#### Description of the task
Give each record below again, without a single difference.

#### Data records

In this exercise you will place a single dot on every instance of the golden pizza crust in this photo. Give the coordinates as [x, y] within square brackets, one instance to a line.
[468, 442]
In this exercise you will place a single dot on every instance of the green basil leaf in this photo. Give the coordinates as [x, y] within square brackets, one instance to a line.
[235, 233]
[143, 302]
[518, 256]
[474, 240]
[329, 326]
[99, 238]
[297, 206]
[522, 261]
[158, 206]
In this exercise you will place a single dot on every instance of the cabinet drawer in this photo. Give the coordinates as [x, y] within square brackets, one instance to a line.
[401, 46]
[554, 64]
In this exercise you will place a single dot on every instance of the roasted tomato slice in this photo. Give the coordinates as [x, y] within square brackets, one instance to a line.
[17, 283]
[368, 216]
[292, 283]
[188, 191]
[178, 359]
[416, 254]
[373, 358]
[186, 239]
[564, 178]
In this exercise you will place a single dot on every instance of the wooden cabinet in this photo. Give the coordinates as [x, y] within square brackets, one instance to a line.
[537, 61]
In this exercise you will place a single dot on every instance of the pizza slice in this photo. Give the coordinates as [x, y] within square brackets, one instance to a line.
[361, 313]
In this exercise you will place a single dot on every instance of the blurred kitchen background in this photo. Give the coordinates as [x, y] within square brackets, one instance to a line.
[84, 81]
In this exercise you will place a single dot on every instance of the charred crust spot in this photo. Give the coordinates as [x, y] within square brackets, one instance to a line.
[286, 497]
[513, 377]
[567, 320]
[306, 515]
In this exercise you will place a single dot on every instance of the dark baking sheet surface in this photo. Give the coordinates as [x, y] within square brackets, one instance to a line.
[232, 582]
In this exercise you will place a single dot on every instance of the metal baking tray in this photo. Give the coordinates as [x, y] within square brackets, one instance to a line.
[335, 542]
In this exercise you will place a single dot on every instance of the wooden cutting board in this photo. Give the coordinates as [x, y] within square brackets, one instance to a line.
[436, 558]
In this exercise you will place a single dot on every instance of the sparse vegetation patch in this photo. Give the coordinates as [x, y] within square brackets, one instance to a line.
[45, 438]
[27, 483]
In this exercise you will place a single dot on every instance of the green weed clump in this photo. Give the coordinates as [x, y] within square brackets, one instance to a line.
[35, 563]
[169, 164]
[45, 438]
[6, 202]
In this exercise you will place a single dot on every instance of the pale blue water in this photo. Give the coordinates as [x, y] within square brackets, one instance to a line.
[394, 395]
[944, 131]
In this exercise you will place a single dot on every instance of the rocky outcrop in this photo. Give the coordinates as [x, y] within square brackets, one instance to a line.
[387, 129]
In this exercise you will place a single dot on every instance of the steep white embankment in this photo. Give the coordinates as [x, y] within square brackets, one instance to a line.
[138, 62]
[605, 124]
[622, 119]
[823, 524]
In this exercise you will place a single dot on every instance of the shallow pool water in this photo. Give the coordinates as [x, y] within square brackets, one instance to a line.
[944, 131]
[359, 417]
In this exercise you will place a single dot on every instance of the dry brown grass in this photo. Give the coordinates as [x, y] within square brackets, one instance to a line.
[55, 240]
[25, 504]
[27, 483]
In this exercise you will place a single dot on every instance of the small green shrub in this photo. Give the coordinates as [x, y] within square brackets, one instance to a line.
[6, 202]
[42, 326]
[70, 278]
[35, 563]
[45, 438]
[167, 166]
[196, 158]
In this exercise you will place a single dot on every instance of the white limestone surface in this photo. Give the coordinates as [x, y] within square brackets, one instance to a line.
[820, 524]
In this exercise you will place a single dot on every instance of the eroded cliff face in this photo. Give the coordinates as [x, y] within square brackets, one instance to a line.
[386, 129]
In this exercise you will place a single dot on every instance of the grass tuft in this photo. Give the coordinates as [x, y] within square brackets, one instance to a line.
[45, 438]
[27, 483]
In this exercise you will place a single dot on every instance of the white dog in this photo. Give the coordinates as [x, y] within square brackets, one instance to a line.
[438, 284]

#### Task solution
In this exercise you will place a single dot on every instance of the golden pizza crust in this photo. Give the coordinates as [x, y] within square brackets, one instance to a line.
[468, 442]
In this exercise you will place a single dot on every instance of the green basil leaf in this photo. Give the coordinates as [x, y] within square brackets, one instance to a line.
[235, 233]
[143, 302]
[518, 256]
[474, 240]
[329, 326]
[99, 238]
[297, 206]
[522, 261]
[158, 206]
In this exercise you will place a single dot on every instance of the cabinet drawer in this photo. Give the coordinates as [x, y] within square brackets, one instance to a line.
[401, 46]
[554, 64]
In this exercise you will place a single dot on every instance of the roasted tomato slice in this photo. Give the coordinates as [x, y] within square brackets, one instance to a line.
[17, 283]
[368, 216]
[292, 283]
[188, 191]
[178, 359]
[416, 254]
[373, 358]
[186, 239]
[564, 178]
In this exercise you will place a single dot on every instance of the wooden cabinet in this photo. Give the coordinates as [x, y] within square brackets, one instance to a line.
[537, 61]
In this exercise you will place a single dot on every instance of the pizza slice in this photo. Give the coordinates as [x, y] within square brackets, one instance to a line.
[361, 313]
In this exercise you will place a single dot on every instance of the blurred kitchen background in this photo. Give the coordinates as [x, y] within square brackets, one instance to a line.
[84, 81]
In this exercise you will place a single dot on every instance of the charred crust spot in this photo. Give the coordinates as [x, y] within square brackets, one instance to a line.
[286, 497]
[513, 377]
[567, 320]
[306, 515]
In this exercise you will place a single dot on every instance of the dark baking sheet surface in this photo. Give the coordinates as [x, y] within square brackets, one instance to a line.
[232, 582]
In this exercise you will place a single dot on every instance of the metal baking tray in this photo. Give the coordinates as [x, y] within square brackets, one instance to a line.
[335, 542]
In this exercise you will place a single dot on every instance of the wooden cutting board in this photo. Give the coordinates as [x, y] within square brackets, one instance to a line.
[436, 558]
In this exercise you will place a single dot on every instance of the sparse vegetation patch in this photo. Give the coordinates as [x, y] within square brackets, one instance to a line.
[45, 438]
[27, 483]
In this exercise you will place a single dot on every instance of the green weed clump in this photo. Give the coordinates as [x, y] within square brackets, one instance to a line.
[35, 563]
[169, 164]
[45, 438]
[6, 202]
In this exercise you will place a single dot on every instance of the pale blue water in this photo. Give the coordinates as [x, y] within square brackets, one instance to a line.
[394, 395]
[944, 131]
In this exercise you will place a single dot on every instance of the rocky outcrop in this photo. Give the coordinates as [x, y] within square brackets, one instance to a line.
[387, 129]
In this exercise you will place a single dot on every instance of the steep white embankment in this photo. Give the coordinates as [x, y] within square brackets, one instance to a line.
[138, 62]
[605, 124]
[622, 119]
[823, 524]
In this exercise you will place a single dot on every instance of the shallow pool water in this photo. Give the coordinates as [x, y] within square brackets, one instance to a line.
[944, 131]
[359, 417]
In this exercise you will place a single dot on every instance of the dry brown grass in this photo. Give the coordinates as [x, y] within square brackets, one instance to a line.
[55, 240]
[25, 504]
[27, 483]
In this exercise you will place a single dot on every instance of the small green shrub in this photo. Give the coordinates as [x, y] within square brackets, one instance to a line.
[6, 202]
[42, 326]
[70, 278]
[35, 563]
[45, 438]
[167, 166]
[196, 158]
In this exercise you will place a single dot on every instance of the white limestone surface in this photo. Give the coordinates as [x, y] within square brackets, one instance to a line.
[820, 524]
In this exercise you will place a single dot on every instance of the eroded cliff face in this photo. Give the coordinates as [x, y] within square brackets, one instance to a line.
[386, 129]
In this exercise you will place a single dot on every instance of the grass tuft in this photo. Give the coordinates as [x, y] within square brackets, one instance to a line.
[45, 438]
[27, 483]
In this exercise you will place a single dot on every instance of the white dog in this photo. Give the coordinates as [x, y] within square brackets, one instance to a line.
[438, 284]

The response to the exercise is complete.